Exercise requirements =
- a) Translate this sentence from the interview into Spanish: "We love what we do so they're all fun."
- b) Rewrite the interview between "You've done interviews" and "ever done surveillance?", inclusive, renaming "Vocation Vacations" as "Career Trials".

Text section =
Content starts
Do you carry weapons?

We don't believe in guns, because we're afraid we'll shoot ourselves or someone innocent (laughs). So, I got a stun baton because I don't want to be right next to the person, I want to just reach over and stun them (extends the stun baton and turns it on). This is like 400,000 volts. That can drop a person. So, I feel pretty safe with this. It looks just like a little umbrella and you can keep it in your bag. And Val has a little stun gun that you have to touch to the person. We've never had to use them, but we've had to show them. We try to stay away from dopers and dangerous situations so we really don't put ourselves in harm's way, but you never know.

What's the weirdest case you've been on?

There are so many weird ones. We didn't take this case, but one woman came to us because she thought that everyone that was employed at a particular local company were witches.

Have you ever had to dress up in disguise?

No, not really. We'll put on a hat, and we've worn glasses, or we'll pull our hair back. Val's worn a wig before. She had to go into a store that she goes into frequently and she had to get pictures of this guy, and she wore a wig in case she had to go back in there.

Do you ever follow people?

All the time.

Do they ever catch you following them?

Yes, once I had someone double back on me and unfortunately I was in a dead end. I had to be creative so they wouldn't look at my (license) plates. Now my plates don't link back to me. They link to a P.O. Box.

What was your most fun case?

We love what we do so they're all fun. Probably cheaters. I could follow a cheater all day long.

You've done interviews on the Today Show and MSNBC—how did you make national news?

There is a lot of interest. Investigative work is one of the fastest growing industries in the country. We are also associated with Vocation Vacations, where people can choose a vocation and sort of test it out. One of the vocations is private investigations, so they come out and spend a couple days with us. We've had people from Hawaii, New Jersey, Pennsylvania and Florida come out and actually do the job with us, so that gets some press.

What's the longest you've ever done surveillance?
Content ends
Exercise data =
Content starts
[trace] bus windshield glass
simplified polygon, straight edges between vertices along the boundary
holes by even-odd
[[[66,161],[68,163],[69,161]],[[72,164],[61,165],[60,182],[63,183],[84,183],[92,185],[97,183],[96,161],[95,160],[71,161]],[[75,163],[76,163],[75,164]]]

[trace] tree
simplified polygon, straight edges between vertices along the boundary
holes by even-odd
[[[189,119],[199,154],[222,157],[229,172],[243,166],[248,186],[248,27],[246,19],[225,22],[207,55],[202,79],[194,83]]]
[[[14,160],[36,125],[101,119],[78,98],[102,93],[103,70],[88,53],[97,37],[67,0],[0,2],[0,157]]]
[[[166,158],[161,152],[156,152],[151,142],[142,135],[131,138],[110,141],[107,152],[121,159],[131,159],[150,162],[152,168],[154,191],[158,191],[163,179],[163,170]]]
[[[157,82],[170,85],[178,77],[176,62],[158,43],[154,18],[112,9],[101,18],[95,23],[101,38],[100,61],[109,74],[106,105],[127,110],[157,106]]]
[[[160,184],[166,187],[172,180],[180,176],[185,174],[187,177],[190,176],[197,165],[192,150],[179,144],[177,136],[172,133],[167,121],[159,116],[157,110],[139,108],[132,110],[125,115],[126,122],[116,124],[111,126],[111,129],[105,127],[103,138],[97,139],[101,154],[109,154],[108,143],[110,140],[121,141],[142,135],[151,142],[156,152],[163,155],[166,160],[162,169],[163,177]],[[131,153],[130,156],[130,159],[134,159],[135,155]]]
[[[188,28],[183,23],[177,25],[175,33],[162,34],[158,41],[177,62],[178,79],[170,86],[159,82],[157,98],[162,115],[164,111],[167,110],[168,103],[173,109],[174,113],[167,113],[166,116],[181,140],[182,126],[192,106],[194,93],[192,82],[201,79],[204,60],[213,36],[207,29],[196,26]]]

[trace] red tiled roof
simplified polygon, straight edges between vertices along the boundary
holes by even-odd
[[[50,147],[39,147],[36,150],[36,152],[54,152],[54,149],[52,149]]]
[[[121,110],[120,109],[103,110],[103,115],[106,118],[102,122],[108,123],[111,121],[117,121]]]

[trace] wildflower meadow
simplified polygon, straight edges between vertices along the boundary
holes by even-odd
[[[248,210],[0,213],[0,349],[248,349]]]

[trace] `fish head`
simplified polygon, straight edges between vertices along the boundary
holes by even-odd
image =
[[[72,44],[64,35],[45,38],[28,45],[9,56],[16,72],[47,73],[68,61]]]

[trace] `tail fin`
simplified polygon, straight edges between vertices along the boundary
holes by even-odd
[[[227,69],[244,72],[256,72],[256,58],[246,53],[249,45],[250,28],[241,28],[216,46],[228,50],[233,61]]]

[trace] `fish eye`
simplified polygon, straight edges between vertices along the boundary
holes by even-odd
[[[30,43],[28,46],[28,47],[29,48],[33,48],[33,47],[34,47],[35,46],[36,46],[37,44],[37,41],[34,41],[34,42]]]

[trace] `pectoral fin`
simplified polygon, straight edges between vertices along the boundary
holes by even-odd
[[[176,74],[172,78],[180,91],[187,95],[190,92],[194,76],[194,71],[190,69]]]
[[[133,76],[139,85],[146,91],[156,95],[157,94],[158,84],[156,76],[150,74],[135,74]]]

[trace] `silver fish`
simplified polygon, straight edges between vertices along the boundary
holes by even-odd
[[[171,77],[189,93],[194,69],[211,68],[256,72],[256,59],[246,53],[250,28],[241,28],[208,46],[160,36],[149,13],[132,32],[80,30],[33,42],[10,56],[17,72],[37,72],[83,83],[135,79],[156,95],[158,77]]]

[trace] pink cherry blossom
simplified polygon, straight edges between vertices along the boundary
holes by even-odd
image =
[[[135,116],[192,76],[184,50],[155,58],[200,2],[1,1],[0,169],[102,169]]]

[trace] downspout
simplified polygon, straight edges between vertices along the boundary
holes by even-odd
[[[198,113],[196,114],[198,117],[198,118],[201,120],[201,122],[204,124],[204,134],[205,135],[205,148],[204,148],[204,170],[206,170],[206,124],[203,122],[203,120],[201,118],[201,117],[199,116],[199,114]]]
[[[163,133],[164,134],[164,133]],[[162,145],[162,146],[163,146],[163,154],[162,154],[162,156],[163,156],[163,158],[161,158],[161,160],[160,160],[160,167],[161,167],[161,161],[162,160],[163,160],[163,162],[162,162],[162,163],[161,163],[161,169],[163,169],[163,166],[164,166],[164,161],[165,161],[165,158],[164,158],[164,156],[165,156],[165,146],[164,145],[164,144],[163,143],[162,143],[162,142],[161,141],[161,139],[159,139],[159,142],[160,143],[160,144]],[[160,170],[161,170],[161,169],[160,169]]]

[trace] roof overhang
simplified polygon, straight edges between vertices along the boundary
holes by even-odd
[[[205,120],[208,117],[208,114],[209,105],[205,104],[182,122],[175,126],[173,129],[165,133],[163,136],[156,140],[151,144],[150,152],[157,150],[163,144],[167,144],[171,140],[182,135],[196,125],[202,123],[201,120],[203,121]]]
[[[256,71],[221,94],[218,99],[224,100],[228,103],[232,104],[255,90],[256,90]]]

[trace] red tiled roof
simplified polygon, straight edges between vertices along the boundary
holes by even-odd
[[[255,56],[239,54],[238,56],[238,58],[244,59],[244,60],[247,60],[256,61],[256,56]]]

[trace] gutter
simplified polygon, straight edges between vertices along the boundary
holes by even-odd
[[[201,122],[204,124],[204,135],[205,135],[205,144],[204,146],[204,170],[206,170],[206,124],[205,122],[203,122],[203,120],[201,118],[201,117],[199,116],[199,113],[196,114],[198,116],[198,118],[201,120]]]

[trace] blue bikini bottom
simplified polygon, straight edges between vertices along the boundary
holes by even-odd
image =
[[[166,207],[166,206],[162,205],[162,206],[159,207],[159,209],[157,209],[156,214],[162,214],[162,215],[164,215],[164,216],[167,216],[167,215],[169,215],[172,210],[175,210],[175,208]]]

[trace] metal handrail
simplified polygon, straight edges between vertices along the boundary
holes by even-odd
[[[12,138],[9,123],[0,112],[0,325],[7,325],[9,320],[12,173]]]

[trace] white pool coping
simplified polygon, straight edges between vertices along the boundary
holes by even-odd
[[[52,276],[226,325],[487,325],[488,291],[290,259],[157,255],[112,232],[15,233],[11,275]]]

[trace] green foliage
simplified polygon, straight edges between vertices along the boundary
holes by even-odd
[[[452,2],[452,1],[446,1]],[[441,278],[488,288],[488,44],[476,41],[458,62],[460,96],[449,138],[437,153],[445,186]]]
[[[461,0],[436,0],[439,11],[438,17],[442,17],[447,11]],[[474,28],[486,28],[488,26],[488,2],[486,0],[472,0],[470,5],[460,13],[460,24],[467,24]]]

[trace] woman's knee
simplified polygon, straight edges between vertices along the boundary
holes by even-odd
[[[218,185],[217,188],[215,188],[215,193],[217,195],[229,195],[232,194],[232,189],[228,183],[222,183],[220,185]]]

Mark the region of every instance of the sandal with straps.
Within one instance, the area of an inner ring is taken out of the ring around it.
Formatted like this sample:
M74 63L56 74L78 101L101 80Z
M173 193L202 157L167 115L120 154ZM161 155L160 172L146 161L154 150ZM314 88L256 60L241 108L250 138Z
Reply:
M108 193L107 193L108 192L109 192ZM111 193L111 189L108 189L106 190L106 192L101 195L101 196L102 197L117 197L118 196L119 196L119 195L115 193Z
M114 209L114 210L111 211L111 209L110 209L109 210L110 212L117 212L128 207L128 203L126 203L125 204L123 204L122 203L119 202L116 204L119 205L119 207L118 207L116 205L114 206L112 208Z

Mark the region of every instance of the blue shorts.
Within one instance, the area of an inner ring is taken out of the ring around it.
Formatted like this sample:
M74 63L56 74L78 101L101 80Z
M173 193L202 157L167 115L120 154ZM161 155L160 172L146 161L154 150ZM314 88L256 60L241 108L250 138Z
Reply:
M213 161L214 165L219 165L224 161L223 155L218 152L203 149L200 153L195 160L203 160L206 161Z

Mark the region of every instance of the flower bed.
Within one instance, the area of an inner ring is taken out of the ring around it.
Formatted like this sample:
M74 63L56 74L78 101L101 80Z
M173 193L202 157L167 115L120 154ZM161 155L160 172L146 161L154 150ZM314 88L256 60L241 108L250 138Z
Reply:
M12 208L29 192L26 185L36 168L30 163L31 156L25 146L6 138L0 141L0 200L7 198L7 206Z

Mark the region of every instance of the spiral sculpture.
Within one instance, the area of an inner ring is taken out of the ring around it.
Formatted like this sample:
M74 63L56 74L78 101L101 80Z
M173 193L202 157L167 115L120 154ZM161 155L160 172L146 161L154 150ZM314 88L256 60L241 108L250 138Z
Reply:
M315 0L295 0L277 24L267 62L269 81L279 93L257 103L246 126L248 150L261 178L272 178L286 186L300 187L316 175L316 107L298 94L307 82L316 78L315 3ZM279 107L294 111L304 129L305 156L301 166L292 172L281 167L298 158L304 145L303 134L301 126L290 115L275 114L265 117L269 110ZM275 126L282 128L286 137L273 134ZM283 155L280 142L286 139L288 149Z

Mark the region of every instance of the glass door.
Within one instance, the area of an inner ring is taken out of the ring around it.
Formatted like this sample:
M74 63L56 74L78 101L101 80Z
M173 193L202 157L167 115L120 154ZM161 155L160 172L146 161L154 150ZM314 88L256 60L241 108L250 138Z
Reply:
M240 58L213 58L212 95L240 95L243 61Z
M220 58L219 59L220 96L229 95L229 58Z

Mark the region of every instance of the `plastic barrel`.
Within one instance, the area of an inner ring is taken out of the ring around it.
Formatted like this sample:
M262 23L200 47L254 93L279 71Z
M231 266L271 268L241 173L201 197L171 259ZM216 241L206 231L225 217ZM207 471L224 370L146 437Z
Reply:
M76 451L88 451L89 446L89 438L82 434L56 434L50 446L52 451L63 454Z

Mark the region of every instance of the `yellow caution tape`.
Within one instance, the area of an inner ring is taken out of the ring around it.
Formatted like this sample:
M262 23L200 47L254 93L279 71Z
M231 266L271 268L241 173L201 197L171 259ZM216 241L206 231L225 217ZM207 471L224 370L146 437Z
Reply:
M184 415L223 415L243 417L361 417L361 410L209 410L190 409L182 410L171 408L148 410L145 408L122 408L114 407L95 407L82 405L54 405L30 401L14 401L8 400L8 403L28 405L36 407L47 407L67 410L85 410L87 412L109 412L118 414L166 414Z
Content ends
Outputs in order =
- a) Nos encanta lo que hacemos, así que todos son divertidos.

- b)
You've done interviews on the Today Show and MSNBC—how did you make national news?

There is a lot of interest. Investigative work is one of the fastest growing industries in the country. We are also associated with Career Trials, where people can choose a vocation and sort of test it out. One of the vocations is private investigations, so they come out and spend a couple days with us. We've had people from Hawaii, New Jersey, Pennsylvania and Florida come out and actually do the job with us, so that gets some press.

What's the longest you've ever done surveillance?